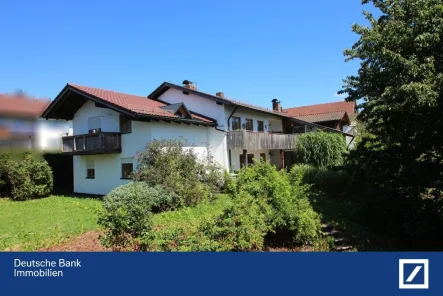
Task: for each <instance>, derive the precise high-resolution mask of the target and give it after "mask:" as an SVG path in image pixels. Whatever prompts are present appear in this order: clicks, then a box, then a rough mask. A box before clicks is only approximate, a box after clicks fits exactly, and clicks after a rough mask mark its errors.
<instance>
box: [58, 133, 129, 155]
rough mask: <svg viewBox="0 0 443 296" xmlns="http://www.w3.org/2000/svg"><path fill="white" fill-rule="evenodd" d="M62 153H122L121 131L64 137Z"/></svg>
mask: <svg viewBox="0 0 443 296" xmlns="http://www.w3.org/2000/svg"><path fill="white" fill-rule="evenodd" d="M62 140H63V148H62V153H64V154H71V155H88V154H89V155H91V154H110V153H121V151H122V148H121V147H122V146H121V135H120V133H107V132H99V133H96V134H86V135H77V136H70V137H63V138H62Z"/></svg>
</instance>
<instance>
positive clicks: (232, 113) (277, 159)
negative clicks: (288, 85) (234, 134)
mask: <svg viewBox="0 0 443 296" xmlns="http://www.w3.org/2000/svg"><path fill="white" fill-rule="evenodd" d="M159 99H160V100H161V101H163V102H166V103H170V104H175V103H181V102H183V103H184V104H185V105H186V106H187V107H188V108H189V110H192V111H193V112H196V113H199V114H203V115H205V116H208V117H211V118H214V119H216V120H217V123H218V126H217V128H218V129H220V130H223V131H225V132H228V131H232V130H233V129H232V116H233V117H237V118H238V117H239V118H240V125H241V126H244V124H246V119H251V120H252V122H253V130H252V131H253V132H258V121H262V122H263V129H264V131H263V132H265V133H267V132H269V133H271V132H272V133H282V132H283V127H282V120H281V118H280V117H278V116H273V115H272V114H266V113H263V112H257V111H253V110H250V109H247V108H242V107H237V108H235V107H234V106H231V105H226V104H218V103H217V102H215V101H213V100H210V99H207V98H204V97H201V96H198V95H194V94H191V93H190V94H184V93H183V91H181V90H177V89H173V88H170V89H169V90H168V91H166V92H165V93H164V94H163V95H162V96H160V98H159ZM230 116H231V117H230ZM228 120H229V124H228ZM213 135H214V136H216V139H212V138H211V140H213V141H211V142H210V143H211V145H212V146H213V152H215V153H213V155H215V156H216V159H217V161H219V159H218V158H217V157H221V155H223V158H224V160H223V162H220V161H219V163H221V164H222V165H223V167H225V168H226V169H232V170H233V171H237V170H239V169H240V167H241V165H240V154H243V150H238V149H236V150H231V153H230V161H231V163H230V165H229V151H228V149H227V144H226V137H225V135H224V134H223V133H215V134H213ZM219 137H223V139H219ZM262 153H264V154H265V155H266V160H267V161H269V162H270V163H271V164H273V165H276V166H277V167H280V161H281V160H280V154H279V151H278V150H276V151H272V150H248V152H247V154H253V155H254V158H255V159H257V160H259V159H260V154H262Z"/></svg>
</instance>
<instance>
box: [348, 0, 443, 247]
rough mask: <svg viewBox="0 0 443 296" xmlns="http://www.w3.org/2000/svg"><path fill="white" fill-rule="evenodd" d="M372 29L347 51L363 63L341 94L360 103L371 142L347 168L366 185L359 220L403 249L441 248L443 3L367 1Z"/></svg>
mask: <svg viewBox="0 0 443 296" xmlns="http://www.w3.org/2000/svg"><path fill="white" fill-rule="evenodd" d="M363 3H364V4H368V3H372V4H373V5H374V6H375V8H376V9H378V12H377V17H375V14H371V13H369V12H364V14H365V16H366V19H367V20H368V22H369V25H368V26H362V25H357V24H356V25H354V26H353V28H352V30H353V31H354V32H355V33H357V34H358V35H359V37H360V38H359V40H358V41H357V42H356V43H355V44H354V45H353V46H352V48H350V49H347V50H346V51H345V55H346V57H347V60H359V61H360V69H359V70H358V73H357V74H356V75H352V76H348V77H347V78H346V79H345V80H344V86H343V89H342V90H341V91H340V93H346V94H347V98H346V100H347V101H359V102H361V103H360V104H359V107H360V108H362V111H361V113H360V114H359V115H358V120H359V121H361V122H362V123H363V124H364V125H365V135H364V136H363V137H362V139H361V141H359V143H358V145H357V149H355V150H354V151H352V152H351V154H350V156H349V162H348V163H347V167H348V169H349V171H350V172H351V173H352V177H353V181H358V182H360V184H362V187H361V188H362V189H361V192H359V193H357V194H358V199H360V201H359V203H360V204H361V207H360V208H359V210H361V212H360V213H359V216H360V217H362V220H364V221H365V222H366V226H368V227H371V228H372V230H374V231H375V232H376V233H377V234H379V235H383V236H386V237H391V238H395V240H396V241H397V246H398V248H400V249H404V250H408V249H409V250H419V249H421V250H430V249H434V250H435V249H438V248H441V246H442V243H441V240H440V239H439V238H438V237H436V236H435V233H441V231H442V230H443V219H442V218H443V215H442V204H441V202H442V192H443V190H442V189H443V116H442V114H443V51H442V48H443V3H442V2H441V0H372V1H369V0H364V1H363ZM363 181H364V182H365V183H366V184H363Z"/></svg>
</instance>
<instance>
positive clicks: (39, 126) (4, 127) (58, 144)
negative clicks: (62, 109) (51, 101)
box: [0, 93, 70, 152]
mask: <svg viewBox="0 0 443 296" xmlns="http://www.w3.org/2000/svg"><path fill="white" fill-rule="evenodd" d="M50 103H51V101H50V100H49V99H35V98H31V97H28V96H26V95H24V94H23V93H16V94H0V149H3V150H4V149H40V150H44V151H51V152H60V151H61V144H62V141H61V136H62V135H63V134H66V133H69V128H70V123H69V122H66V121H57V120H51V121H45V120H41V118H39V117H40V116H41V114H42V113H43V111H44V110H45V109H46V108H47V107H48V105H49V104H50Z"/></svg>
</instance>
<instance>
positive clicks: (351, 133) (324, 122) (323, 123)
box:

§ §

Return each line of the material above that holds the string "positive".

- [Answer section]
positive clicks: (232, 113) (277, 159)
positive clicks: (39, 126) (4, 127) (58, 144)
positive clicks: (351, 133) (324, 122) (323, 123)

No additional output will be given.